== Text extract ==
==========

In the world of physics, there are only two sorts of time, the relativistic sort that makes up one part of the fourth dimension, as described by Einstein, and the arow of time that moves in the direction of entropy. In the world of technology, commerce, health, culture and politics there are multiple times – and, it seems, often a complete lack of logic to underpin them. While anyone who has had to catch a plane, or make an international phone call, knows how tricksy time zones can be – and for all that they just seem part of the fabric of global living – next year marks what is only their 140th anniversary. The idea of time zones is young. It is also in flux.
“The whole issue of time zones is simple in essence but a complex problem in reality,” as Emily Akkermans puts it. She is the fantastically-titled Curator of Time at the Greenwich Royal Observatory in London (“I haven’t managed to bend time to my will yet,” she jokes). “We meddle with time zones around the world and make changes all the time. Whether those reasons are good ones depends on what side of the fence you’re sitting.”
Greenwich is where, for reasons of its history in pioneering navigation at sea, there is a literal line in the ground that, since 1884, has demarcated point zero for global time zones. This remains a fact even if improved measurements of our planetary globe afforded by satellites has meant that, since the mid-1980s, the line has actually moved about 100m eastwards.
Indeed, arguably it was the advance of technology – steam and electricity – that first promulgated the notion of rationalising time zones in the first place. If, for most of human history, time was a local affair – roughly understood by villagers who rarely strayed far from home ground, and not least of all because for most of human history most people did not have time-keeping devices. The coming of international sea trade in the Middle Ages and the later emergence of the telegraph and railways in the post- Industrial Revolution era changed all that.
Since this magazine is about wristwatches and timekeeping, broadly speaking, none of you, dear readers, will be surprised by a connection between timekeeping and longitude. Some of you will even recall that a 15 degree shift in any direction corresponds to a one-hour difference in local time. This idea first took hold for the editors (across many years) in the physicist and watchmaker Ludwig Oeschlin’s observation that you can watch the earth turn on its axis by looking at the movement of the hands on your dial. If you have a 24-hour dial, as Patek Philippe demonstrates with Ref. 5224R, you have all 24 time zones – although as you will see this is a bit more involved. This number is a convenient one based on there being 24 hours in the day, and 360 degrees in a sphere – so there are 360 longitudes.
And so we come to the matter of longitude, which is actually not what this story is about. It is worth bearing in mind that knowing one’s precise location at sea was what the longitude game was all about, and that an English carpenter and clockmaker named John Harrison played pivotal role here. Countless accidents at sea occurred because sailors could not derive their precise location, and thus the location of hazards. The emergence of the marine chronometer was one of the things that changed all that. The wireless telegraph (with the advent of radio) helped with this, and timekeepers on land also benefitted, as demonstrated by the iron horses of the railway. You might think the story remains in the past, what with satellites and GPS, but it continues to inform the crux of this tale – time as defined by national, political and economic interests – Ed.

==========

[Some records]
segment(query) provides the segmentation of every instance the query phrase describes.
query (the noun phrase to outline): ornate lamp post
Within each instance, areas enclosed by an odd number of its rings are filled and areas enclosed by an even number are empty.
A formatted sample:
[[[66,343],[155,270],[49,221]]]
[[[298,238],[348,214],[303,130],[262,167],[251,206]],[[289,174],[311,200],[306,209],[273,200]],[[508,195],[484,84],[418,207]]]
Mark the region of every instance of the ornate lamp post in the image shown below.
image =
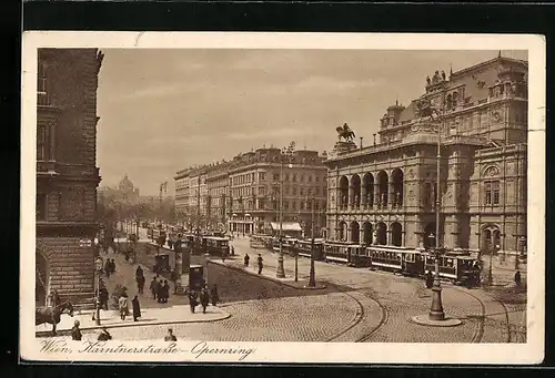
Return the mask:
[[[435,275],[434,275],[434,283],[432,285],[432,306],[430,308],[430,313],[427,317],[423,316],[415,316],[413,317],[413,321],[422,324],[422,325],[427,325],[427,326],[457,326],[462,324],[461,320],[458,319],[447,319],[445,318],[445,311],[443,310],[443,303],[442,303],[442,286],[440,282],[440,256],[444,249],[444,247],[440,247],[440,219],[441,219],[441,204],[442,204],[442,196],[441,196],[441,159],[442,159],[442,123],[444,120],[444,112],[445,112],[445,104],[442,105],[441,113],[437,109],[433,108],[431,103],[424,104],[424,106],[421,109],[421,114],[423,116],[427,115],[430,119],[433,121],[434,120],[434,114],[436,119],[440,119],[440,122],[437,124],[437,153],[436,153],[436,197],[435,197],[435,235],[430,234],[430,242],[432,239],[435,239],[435,243],[433,245],[433,253],[434,253],[434,259],[435,259]]]
[[[314,272],[314,198],[311,206],[311,270],[309,274],[309,287],[316,287],[316,277]]]
[[[93,317],[93,320],[95,318],[97,320],[97,326],[100,326],[100,275],[102,274],[102,267],[104,266],[104,260],[102,257],[98,256],[94,259],[94,268],[95,268],[95,274],[97,274],[97,298],[95,298],[95,317]]]
[[[281,151],[280,159],[280,257],[278,257],[278,268],[275,276],[278,278],[285,278],[285,269],[283,268],[283,164],[284,157],[290,159],[293,150],[295,147],[295,142],[291,142],[287,147]],[[290,163],[289,167],[292,168],[293,165]]]
[[[208,268],[209,268],[209,264],[210,264],[210,254],[208,252],[204,254],[204,258],[206,260],[205,280],[206,280],[206,285],[208,285]]]

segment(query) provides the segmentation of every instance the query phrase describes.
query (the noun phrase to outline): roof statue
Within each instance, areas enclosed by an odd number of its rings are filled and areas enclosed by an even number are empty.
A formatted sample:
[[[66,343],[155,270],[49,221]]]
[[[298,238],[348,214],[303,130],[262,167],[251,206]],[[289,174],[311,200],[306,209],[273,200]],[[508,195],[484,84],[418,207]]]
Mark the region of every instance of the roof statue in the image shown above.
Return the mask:
[[[346,123],[343,124],[343,126],[337,126],[335,127],[337,131],[339,139],[344,139],[345,142],[352,142],[355,137],[354,132],[349,127]]]

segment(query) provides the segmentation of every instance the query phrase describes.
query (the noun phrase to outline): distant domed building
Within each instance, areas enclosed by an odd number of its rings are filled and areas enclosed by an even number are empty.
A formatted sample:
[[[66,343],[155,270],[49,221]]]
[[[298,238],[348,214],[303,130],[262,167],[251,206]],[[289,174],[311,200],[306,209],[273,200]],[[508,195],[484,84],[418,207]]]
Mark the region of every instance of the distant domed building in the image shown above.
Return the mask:
[[[122,195],[123,197],[127,197],[127,198],[138,198],[139,197],[139,188],[134,187],[131,180],[129,180],[129,176],[127,173],[125,173],[125,176],[120,181],[118,188],[120,191],[120,195]]]

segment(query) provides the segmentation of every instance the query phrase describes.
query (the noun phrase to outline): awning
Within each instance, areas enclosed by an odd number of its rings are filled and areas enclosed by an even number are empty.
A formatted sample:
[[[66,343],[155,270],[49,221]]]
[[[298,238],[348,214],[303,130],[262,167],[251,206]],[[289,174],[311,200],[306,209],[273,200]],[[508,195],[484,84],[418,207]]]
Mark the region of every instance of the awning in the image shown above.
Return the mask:
[[[275,231],[280,229],[279,222],[270,222],[270,225]],[[301,232],[303,229],[301,228],[301,225],[297,222],[283,222],[282,223],[282,231],[299,231],[299,232]]]

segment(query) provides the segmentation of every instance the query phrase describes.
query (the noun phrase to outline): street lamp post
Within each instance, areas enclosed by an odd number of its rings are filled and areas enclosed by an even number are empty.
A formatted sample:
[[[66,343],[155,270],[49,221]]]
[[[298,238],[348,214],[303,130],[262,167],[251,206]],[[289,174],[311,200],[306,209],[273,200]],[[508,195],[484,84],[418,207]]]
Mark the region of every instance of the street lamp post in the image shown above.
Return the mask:
[[[94,259],[94,267],[95,267],[95,273],[97,273],[97,297],[95,297],[95,320],[97,320],[97,326],[100,326],[100,274],[102,273],[102,267],[104,266],[104,260],[102,257],[98,256]],[[94,320],[94,317],[93,317]]]
[[[311,270],[309,274],[309,287],[316,286],[316,277],[314,272],[314,198],[311,206]]]
[[[283,268],[283,239],[282,239],[282,234],[283,234],[283,155],[281,156],[282,159],[280,160],[280,237],[279,237],[279,243],[280,243],[280,256],[278,257],[278,270],[275,273],[275,276],[278,278],[285,278],[285,269]]]
[[[210,263],[210,254],[208,252],[204,254],[204,258],[206,259],[205,283],[208,285],[208,268],[209,268],[209,263]]]

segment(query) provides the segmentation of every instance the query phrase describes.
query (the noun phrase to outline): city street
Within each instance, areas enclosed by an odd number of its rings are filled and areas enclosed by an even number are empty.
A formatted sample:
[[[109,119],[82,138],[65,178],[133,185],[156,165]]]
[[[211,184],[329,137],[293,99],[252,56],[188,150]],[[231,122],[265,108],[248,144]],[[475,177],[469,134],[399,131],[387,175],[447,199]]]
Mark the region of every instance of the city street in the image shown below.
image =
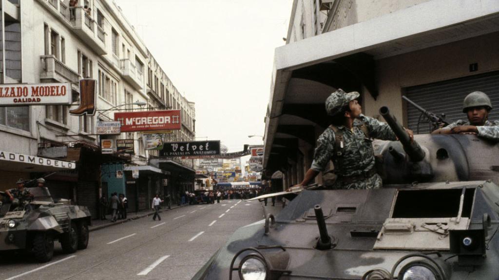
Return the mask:
[[[3,257],[0,280],[190,279],[238,228],[263,218],[257,201],[180,207],[93,231],[87,249],[65,255],[55,243],[53,259],[37,264]]]

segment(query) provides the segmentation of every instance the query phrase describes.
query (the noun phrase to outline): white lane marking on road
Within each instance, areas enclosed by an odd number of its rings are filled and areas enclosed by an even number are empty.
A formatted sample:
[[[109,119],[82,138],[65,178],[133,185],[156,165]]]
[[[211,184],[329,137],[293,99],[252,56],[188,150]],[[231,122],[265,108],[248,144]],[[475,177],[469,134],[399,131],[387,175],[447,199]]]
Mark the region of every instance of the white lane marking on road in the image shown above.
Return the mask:
[[[198,233],[198,234],[196,234],[192,238],[191,238],[191,239],[190,239],[189,240],[189,242],[190,242],[191,241],[192,241],[193,240],[194,240],[196,239],[196,238],[199,237],[199,236],[200,235],[201,235],[202,234],[203,234],[203,233],[205,233],[205,232],[202,231],[201,232]]]
[[[74,258],[76,256],[76,255],[73,255],[72,256],[70,256],[69,257],[68,257],[67,258],[65,258],[63,259],[62,260],[58,260],[58,261],[57,261],[56,262],[54,262],[53,263],[50,263],[50,264],[45,265],[44,265],[43,266],[42,266],[42,267],[40,267],[39,268],[35,269],[34,269],[33,270],[29,271],[27,271],[27,272],[25,272],[24,273],[19,274],[19,275],[16,275],[15,276],[12,276],[12,277],[11,277],[10,278],[7,278],[7,279],[5,279],[5,280],[12,280],[12,279],[15,279],[16,278],[19,278],[19,277],[20,277],[21,276],[25,276],[25,275],[26,275],[27,274],[29,274],[30,273],[33,273],[33,272],[34,272],[35,271],[39,271],[40,270],[42,270],[42,269],[44,269],[45,268],[47,268],[48,267],[50,267],[50,266],[53,266],[53,265],[55,265],[56,264],[58,264],[59,263],[62,263],[62,262],[64,262],[64,261],[67,261],[68,260],[69,260],[70,259],[71,259],[71,258]]]
[[[133,234],[131,234],[130,235],[127,235],[127,236],[125,236],[125,237],[122,237],[121,238],[119,238],[118,239],[116,239],[114,241],[111,241],[110,242],[108,242],[107,244],[112,244],[113,243],[114,243],[115,242],[117,242],[119,241],[120,240],[123,240],[123,239],[124,239],[125,238],[128,238],[129,237],[131,237],[133,236],[134,235],[135,235],[136,234],[137,234],[136,233],[134,233]]]
[[[163,222],[163,223],[161,223],[161,224],[159,224],[159,225],[156,225],[155,226],[151,227],[151,228],[154,229],[154,228],[155,228],[156,227],[159,227],[159,226],[161,226],[161,225],[164,225],[166,223],[166,222]]]
[[[146,269],[140,272],[138,274],[137,274],[137,275],[147,275],[148,273],[151,272],[151,271],[154,269],[154,268],[158,266],[158,265],[162,263],[163,261],[168,259],[169,257],[170,257],[170,256],[164,256],[161,258],[160,258],[159,260],[153,263],[153,264],[150,266],[147,267],[147,268]]]

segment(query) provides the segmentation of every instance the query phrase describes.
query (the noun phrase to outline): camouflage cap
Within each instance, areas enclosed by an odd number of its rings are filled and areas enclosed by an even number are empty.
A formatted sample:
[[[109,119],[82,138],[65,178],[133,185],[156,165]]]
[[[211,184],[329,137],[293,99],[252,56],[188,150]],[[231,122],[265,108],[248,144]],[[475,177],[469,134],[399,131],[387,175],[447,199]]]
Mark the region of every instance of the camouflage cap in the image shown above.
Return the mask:
[[[492,110],[492,103],[487,94],[481,91],[474,91],[465,98],[463,113],[466,113],[469,108],[479,107],[488,107],[489,110]]]
[[[360,94],[356,91],[348,93],[341,89],[331,94],[326,99],[326,112],[329,116],[334,116],[341,111],[341,108],[348,105],[350,101],[358,98]]]

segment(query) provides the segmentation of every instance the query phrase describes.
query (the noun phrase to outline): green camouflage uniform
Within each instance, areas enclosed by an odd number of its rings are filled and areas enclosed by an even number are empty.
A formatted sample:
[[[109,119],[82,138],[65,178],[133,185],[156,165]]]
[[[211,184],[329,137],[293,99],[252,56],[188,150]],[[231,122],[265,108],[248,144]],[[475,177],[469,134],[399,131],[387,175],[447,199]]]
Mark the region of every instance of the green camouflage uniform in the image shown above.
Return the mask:
[[[460,126],[471,126],[470,122],[460,120],[445,127],[442,129],[452,130]],[[477,126],[478,129],[477,136],[489,139],[489,140],[499,140],[499,121],[490,122],[488,120],[485,121],[485,124],[482,126]]]
[[[388,125],[375,119],[361,115],[353,123],[353,132],[343,126],[338,127],[343,132],[343,159],[340,166],[334,166],[335,173],[339,176],[361,175],[374,168],[374,155],[370,139],[359,128],[363,124],[367,127],[369,136],[382,140],[396,140],[397,137]],[[334,147],[336,136],[333,130],[328,128],[317,140],[311,169],[323,171],[330,160],[335,162]],[[352,183],[337,180],[333,188],[341,189],[370,189],[381,187],[381,178],[374,174],[363,180]]]
[[[19,199],[20,203],[24,201],[31,201],[32,199],[31,193],[26,188],[23,188],[22,190],[19,190],[17,188],[10,189],[8,190],[8,192],[14,197],[14,198]]]

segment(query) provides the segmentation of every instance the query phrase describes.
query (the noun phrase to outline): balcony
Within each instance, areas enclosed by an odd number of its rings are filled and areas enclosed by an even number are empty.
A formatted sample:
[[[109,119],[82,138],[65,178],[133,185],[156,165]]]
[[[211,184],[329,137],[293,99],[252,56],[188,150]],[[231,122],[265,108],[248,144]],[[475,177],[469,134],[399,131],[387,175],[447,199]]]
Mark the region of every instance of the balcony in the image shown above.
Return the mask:
[[[71,87],[79,91],[78,83],[82,77],[53,55],[41,55],[40,80],[48,80],[59,83],[71,83]]]
[[[135,64],[130,59],[122,59],[120,61],[123,78],[136,90],[141,91],[144,86],[143,74],[137,70]]]
[[[107,54],[104,43],[106,33],[103,29],[95,23],[82,7],[70,7],[69,9],[72,14],[71,22],[75,33],[97,54]]]

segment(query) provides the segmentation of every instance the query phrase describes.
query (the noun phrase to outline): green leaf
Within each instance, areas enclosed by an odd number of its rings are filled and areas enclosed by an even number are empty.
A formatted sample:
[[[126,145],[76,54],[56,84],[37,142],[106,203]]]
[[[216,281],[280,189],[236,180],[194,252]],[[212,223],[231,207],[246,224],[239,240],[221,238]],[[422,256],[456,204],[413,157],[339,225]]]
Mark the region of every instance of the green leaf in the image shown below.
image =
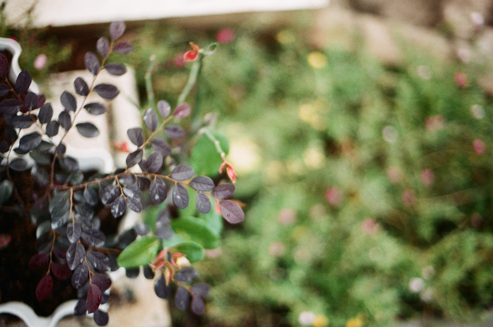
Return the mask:
[[[4,203],[8,200],[12,195],[13,190],[12,182],[7,180],[5,180],[0,183],[0,204]]]
[[[201,219],[181,217],[174,220],[171,226],[175,233],[185,240],[196,242],[206,249],[214,249],[219,246],[219,236]]]
[[[162,240],[162,246],[163,248],[173,248],[184,242],[185,241],[183,237],[176,234],[174,234],[170,238]]]
[[[212,202],[211,204],[213,207],[214,203]],[[208,214],[199,214],[199,218],[207,225],[211,231],[214,233],[217,237],[221,236],[221,233],[222,232],[222,229],[224,225],[224,219],[222,218],[222,217],[219,214],[216,212],[213,208],[211,210]]]
[[[226,137],[217,133],[213,135],[219,141],[223,151],[227,154],[229,146]],[[189,163],[196,175],[213,177],[219,173],[218,171],[222,163],[222,159],[212,141],[203,135],[192,149]]]
[[[124,268],[145,265],[157,254],[160,243],[156,236],[143,236],[125,248],[118,255],[116,262]]]
[[[176,252],[185,254],[191,263],[202,260],[204,257],[204,248],[194,242],[184,242],[179,244],[175,249]]]

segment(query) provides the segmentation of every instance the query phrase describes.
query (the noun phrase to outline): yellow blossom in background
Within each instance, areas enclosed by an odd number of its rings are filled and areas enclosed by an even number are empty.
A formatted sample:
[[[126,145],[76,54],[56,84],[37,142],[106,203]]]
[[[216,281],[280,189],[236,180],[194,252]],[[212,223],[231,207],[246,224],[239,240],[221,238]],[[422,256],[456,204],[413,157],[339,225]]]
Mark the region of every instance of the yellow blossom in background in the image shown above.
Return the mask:
[[[307,57],[308,65],[312,68],[320,69],[327,66],[327,57],[320,51],[312,51]]]
[[[329,319],[321,315],[316,316],[312,326],[313,327],[325,327],[329,326]]]
[[[289,44],[294,42],[296,37],[290,31],[282,30],[276,35],[276,39],[282,44]]]
[[[325,160],[323,149],[320,145],[312,145],[305,150],[303,154],[305,165],[313,169],[322,168]]]
[[[352,318],[346,323],[346,327],[361,327],[363,322],[359,318]]]
[[[314,104],[303,104],[300,106],[298,114],[302,120],[310,124],[314,129],[321,131],[326,127],[322,115],[326,111],[326,108],[316,102]]]
[[[273,160],[267,163],[263,170],[264,179],[267,182],[273,183],[282,178],[283,172],[286,170],[286,166],[282,161]]]

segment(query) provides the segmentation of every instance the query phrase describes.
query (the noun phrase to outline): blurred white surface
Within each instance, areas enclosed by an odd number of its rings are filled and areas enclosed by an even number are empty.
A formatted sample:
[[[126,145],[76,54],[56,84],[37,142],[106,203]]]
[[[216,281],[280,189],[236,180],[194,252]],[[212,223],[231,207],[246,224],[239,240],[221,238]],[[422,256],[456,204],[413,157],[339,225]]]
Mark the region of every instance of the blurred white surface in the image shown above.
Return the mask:
[[[330,0],[10,0],[9,22],[22,24],[32,8],[36,27],[67,26],[114,20],[138,21],[326,6]]]

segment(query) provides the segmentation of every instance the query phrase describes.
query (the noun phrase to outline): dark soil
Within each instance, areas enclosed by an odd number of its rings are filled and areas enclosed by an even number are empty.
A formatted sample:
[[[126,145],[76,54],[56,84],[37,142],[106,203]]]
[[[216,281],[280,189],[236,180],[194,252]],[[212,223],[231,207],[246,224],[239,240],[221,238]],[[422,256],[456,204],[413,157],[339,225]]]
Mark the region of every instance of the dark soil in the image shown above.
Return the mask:
[[[3,177],[2,177],[3,180]],[[19,187],[19,196],[29,208],[32,202],[34,185],[29,172],[13,176]],[[36,225],[29,217],[29,211],[22,213],[8,204],[0,207],[0,233],[9,235],[10,243],[0,249],[0,303],[20,301],[33,308],[39,316],[50,315],[63,302],[76,298],[76,291],[70,279],[60,281],[54,278],[53,289],[46,299],[38,302],[36,287],[46,273],[47,267],[31,269],[29,260],[37,253]]]

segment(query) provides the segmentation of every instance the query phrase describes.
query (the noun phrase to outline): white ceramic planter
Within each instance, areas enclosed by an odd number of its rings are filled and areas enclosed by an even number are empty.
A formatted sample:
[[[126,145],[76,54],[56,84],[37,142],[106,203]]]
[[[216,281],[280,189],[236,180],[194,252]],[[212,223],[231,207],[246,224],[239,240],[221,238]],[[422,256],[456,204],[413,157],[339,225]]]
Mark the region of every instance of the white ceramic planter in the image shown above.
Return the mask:
[[[8,79],[15,83],[17,79],[17,75],[21,72],[21,68],[19,66],[19,57],[22,52],[22,49],[17,41],[7,37],[0,37],[0,51],[4,50],[12,54],[12,62],[10,63],[10,70],[8,73]],[[29,89],[36,94],[39,92],[39,88],[34,81],[31,83]]]
[[[5,39],[6,42],[2,42]],[[2,46],[4,47],[2,48]],[[15,64],[11,66],[11,70],[13,72],[11,72],[11,75],[13,77],[11,80],[15,81],[21,71],[17,62],[20,54],[20,46],[17,42],[10,39],[0,38],[0,49],[2,48],[7,49],[13,54],[13,62]],[[54,116],[57,116],[63,109],[59,98],[62,92],[67,90],[75,95],[73,83],[77,77],[82,77],[90,84],[93,75],[85,70],[60,73],[51,76],[48,83],[42,85],[42,89],[48,90],[49,96],[47,102],[51,103],[55,112]],[[96,138],[87,138],[79,135],[76,130],[73,129],[69,132],[64,142],[67,145],[67,154],[77,160],[82,170],[95,170],[109,173],[116,167],[125,167],[128,153],[119,151],[114,145],[125,142],[130,150],[133,150],[135,146],[128,138],[127,130],[141,126],[141,117],[136,105],[138,103],[138,97],[134,72],[132,69],[129,69],[127,73],[120,76],[110,75],[103,72],[97,80],[97,83],[101,83],[115,85],[119,90],[120,94],[115,99],[106,103],[97,95],[91,94],[85,103],[102,102],[108,109],[106,113],[94,116],[83,110],[77,117],[78,122],[89,121],[95,125],[100,130],[100,135]],[[34,82],[31,85],[31,90],[36,93],[39,92],[37,85]],[[76,96],[76,98],[80,106],[82,97]],[[23,130],[22,132],[30,132]],[[55,141],[56,142],[58,140]],[[133,225],[132,222],[139,219],[138,214],[129,211],[126,214],[123,225]],[[163,302],[157,296],[149,296],[149,293],[153,292],[153,283],[150,281],[144,280],[143,277],[137,280],[122,278],[121,277],[125,275],[123,269],[109,275],[113,282],[112,289],[123,288],[121,292],[132,289],[132,291],[135,292],[138,298],[138,301],[142,302],[141,305],[130,303],[123,306],[124,307],[112,308],[109,311],[110,318],[108,325],[109,327],[123,325],[164,327],[171,326],[167,302]],[[142,290],[145,290],[145,294],[141,294]],[[0,314],[16,316],[22,319],[28,327],[55,327],[61,319],[73,315],[76,302],[76,300],[72,300],[62,303],[50,316],[43,317],[37,316],[34,311],[25,303],[12,301],[0,304]],[[104,310],[108,310],[108,308],[107,304],[101,307]]]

==========

== Required task 1 ==
Which people does the time zones article name?
== Required task 2 ==
Can you collect every line of the records that holds the string "uniform"? Case counts.

== Reply 1 ==
Einstein, Emily Akkermans, Ludwig Oeschlin, John Harrison

== Reply 2 ==
query (the noun phrase to outline): green camouflage uniform
Mark the region of every instance of the green camouflage uniform in the image shown above.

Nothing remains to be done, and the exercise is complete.